══ Given data

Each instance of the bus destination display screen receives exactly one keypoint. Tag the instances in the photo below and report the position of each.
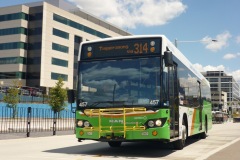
(121, 48)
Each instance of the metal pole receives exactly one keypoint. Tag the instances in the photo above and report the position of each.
(29, 121)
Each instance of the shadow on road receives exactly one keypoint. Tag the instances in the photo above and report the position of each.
(128, 149)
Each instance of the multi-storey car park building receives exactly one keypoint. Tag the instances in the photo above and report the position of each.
(40, 41)
(225, 90)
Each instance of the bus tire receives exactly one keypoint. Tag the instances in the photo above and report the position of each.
(179, 144)
(115, 143)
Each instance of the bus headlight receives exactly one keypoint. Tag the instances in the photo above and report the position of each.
(158, 123)
(80, 123)
(151, 123)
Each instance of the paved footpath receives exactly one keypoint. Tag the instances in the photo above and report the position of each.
(223, 143)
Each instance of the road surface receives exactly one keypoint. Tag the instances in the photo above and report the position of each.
(222, 139)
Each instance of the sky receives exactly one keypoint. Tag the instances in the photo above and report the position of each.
(192, 24)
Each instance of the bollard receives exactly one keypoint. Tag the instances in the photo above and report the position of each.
(54, 123)
(29, 121)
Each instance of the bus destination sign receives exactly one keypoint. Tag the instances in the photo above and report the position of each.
(121, 48)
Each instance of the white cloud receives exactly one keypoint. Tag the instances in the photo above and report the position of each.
(222, 41)
(235, 74)
(231, 56)
(129, 14)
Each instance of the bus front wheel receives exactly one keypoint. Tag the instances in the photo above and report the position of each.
(114, 143)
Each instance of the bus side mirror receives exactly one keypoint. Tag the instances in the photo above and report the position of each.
(168, 58)
(71, 96)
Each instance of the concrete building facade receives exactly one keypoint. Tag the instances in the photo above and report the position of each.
(224, 89)
(40, 41)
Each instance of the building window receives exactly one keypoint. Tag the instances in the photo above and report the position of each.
(59, 47)
(59, 62)
(55, 76)
(77, 39)
(35, 31)
(78, 26)
(213, 79)
(13, 45)
(35, 46)
(12, 60)
(60, 33)
(12, 75)
(13, 16)
(11, 31)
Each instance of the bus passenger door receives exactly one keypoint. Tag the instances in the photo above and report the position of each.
(173, 100)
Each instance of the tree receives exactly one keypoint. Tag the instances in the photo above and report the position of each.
(58, 96)
(12, 99)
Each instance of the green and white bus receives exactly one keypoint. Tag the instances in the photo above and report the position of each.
(139, 88)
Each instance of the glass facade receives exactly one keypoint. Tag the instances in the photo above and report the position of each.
(60, 33)
(59, 62)
(13, 16)
(55, 76)
(12, 75)
(12, 60)
(10, 31)
(59, 47)
(13, 45)
(78, 26)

════

| Directions for this task |
Please put every line of the rows above into a JSON list of strings, one string per line, with blank lines dropped and the pictures left out.

| Written reply |
[
  "Each instance of the bus destination display screen receives exactly one keypoint. Tag the instances in the photo below and report the position of each.",
  "(121, 48)",
  "Each instance of the metal pole receives exactly one keypoint. Tag the instances in the photo above and report the position of each.",
  "(29, 121)",
  "Each instance of the shadow on road receives exactly one keypoint. Tag the instances in the photo above and report the position of each.",
  "(128, 149)",
  "Each instance of the multi-storey car park building receives exactly one keypoint. Tag the instances in the photo above and report the position of each.",
  "(40, 41)",
  "(225, 90)",
  "Each instance of the bus tire receives exactly one keypoint. Tag the instances in the photo above and report the position of each.",
  "(179, 144)",
  "(115, 143)",
  "Each instance of the bus headlight receives exactly one keypoint. Tag the instances in the photo above and report the position of each.",
  "(158, 123)",
  "(80, 123)",
  "(151, 123)",
  "Each instance of the paved footpath receives exactly one keypoint. Tag the instances in the photo above and report the position of each.",
  "(223, 143)",
  "Each instance of the road surface receives exactly one keypoint. Tag the instances in the photo above and report the position of each.",
  "(222, 139)",
  "Each instance of the sky receives exactly one keypoint. Tag the instances in the photo above and report the position of each.",
  "(192, 24)",
  "Each instance of the bollard receives exactly one keypoint. Tag the instances in the photo above and report the position of each.",
  "(54, 123)",
  "(29, 121)",
  "Each instance of the bus destination sign receives exactly one keypoint. Tag the instances in the photo above and report the position of each.",
  "(121, 48)",
  "Each instance of the white cloud receives exactly one keypoint. Tag the instances in the photo above and report the position of each.",
  "(222, 41)",
  "(235, 74)",
  "(231, 56)",
  "(129, 14)",
  "Each instance of the bus front wheel receives exactly one keypoint. Tag the instances in the photo above and report the position of each.",
  "(114, 143)",
  "Each instance of the bus side mirror receives exactly one keypoint. Tag the instances in the photo above and report the position of each.",
  "(168, 58)",
  "(71, 96)",
  "Each instance of the concrete building facade receives exactly one keypoint. Tag the instances in the photo above and report the position of each.",
  "(224, 89)",
  "(40, 41)",
  "Each instance of the building window receives exactly one keypoint. Tag the instances in the photo above and report the position of each.",
  "(59, 47)",
  "(59, 62)",
  "(55, 76)",
  "(77, 39)",
  "(35, 31)",
  "(78, 26)",
  "(213, 79)",
  "(13, 45)",
  "(35, 46)",
  "(12, 60)",
  "(60, 33)",
  "(12, 75)",
  "(13, 16)",
  "(11, 31)",
  "Each instance of the bus passenger door receives exactly one keypoint. Tag the instances in the photo above and report the position of each.",
  "(173, 100)",
  "Each instance of the tree receives exactly one keypoint. Tag the instances in the photo above and report the position of each.",
  "(58, 96)",
  "(12, 99)",
  "Each instance of the green and white bus receives exactly one keypoint. Tag the instances in the photo above and report the position of each.",
  "(139, 88)",
  "Each instance of the glass facade receives exactly one keypoint. Tag the instances in the photo above and report the position of each.",
  "(60, 33)",
  "(59, 62)",
  "(13, 16)",
  "(55, 76)",
  "(12, 75)",
  "(12, 60)",
  "(10, 31)",
  "(59, 47)",
  "(13, 45)",
  "(78, 26)"
]